EXERCISE AIM: Copy each of the entries below line for line, leaving every character unchanged.

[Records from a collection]
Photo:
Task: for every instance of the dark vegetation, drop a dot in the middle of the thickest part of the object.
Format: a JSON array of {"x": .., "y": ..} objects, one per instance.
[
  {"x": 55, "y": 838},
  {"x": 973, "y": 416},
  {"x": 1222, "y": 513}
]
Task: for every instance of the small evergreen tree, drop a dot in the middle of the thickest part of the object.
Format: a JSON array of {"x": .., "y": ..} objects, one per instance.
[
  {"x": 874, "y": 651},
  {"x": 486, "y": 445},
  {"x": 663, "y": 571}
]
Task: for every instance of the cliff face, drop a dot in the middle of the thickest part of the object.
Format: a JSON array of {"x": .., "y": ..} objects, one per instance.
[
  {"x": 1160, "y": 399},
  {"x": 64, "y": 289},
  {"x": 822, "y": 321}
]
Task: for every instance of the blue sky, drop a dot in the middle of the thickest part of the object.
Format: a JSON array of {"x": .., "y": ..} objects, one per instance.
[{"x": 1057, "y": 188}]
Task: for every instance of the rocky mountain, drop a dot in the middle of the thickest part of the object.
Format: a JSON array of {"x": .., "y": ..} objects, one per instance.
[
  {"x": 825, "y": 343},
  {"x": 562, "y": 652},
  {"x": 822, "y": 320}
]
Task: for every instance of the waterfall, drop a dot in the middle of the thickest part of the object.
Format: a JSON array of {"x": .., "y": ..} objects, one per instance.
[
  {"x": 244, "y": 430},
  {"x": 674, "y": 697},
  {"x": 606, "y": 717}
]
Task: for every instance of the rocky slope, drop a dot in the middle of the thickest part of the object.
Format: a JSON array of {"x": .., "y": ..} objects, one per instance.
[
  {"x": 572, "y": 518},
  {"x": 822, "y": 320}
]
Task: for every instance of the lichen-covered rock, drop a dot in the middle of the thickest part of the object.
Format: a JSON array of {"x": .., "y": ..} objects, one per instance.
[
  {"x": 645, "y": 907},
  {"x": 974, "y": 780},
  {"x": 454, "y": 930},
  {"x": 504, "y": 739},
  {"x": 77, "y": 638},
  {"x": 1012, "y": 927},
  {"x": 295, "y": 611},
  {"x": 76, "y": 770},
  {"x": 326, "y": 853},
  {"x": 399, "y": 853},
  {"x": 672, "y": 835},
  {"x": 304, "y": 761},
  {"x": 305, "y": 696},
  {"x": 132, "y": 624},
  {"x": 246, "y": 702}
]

WRITTEN SOLUTION:
Photo:
Task: for every instance of the dark vegetation, drop a dot in the middle of the thickest part of the object.
Format: a JSON array of {"x": .., "y": ..} objects, one per instance.
[
  {"x": 55, "y": 838},
  {"x": 973, "y": 416},
  {"x": 1222, "y": 513}
]
Task: for every instance of the small evergreen tree, drop a dot in the middle of the thickest part of the object.
Format: a JSON array of {"x": .., "y": ..} objects, one per instance.
[
  {"x": 874, "y": 651},
  {"x": 486, "y": 445},
  {"x": 663, "y": 571}
]
Task: for every instance of the cliff face, drop a dot in the middle of the thickest part of the object.
Format: a JSON array of {"x": .., "y": ..} objects, one per instance.
[
  {"x": 1160, "y": 399},
  {"x": 64, "y": 289},
  {"x": 822, "y": 321}
]
Task: for every instance of the blue sky, drop a dot in the middle of the thickest part of the object.
Format: a JSON array of {"x": .., "y": ..} objects, one per instance.
[{"x": 1057, "y": 188}]
Task: for every instance of the rocky mountain, drop a dot in the middle of the thickest part of the object.
Format: a JSON array of {"x": .., "y": ..} objects, one per instance.
[
  {"x": 825, "y": 343},
  {"x": 562, "y": 652},
  {"x": 822, "y": 320}
]
Task: for every instance of the waterfall, drop a dot in the middle of the thickest part of the object.
Format: a JSON array of {"x": .., "y": ..} objects, one per instance.
[
  {"x": 244, "y": 430},
  {"x": 674, "y": 697},
  {"x": 606, "y": 717}
]
Task: for every instance of the rocky slope, drop a dot in the middle of the thickest part of the object.
Format: a JSON array of {"x": .., "y": ..} objects, one per instance.
[
  {"x": 572, "y": 518},
  {"x": 822, "y": 320}
]
Task: for every instance of the lichen-covered rock, drop a dot in the middle of the thickest part of the object.
Format: a JSON array of {"x": .., "y": ..} objects, one per instance.
[
  {"x": 645, "y": 907},
  {"x": 974, "y": 780},
  {"x": 454, "y": 930},
  {"x": 504, "y": 739},
  {"x": 77, "y": 638},
  {"x": 1012, "y": 927},
  {"x": 295, "y": 611},
  {"x": 76, "y": 770},
  {"x": 326, "y": 853},
  {"x": 399, "y": 853},
  {"x": 672, "y": 835},
  {"x": 304, "y": 761},
  {"x": 305, "y": 696},
  {"x": 132, "y": 624},
  {"x": 246, "y": 702}
]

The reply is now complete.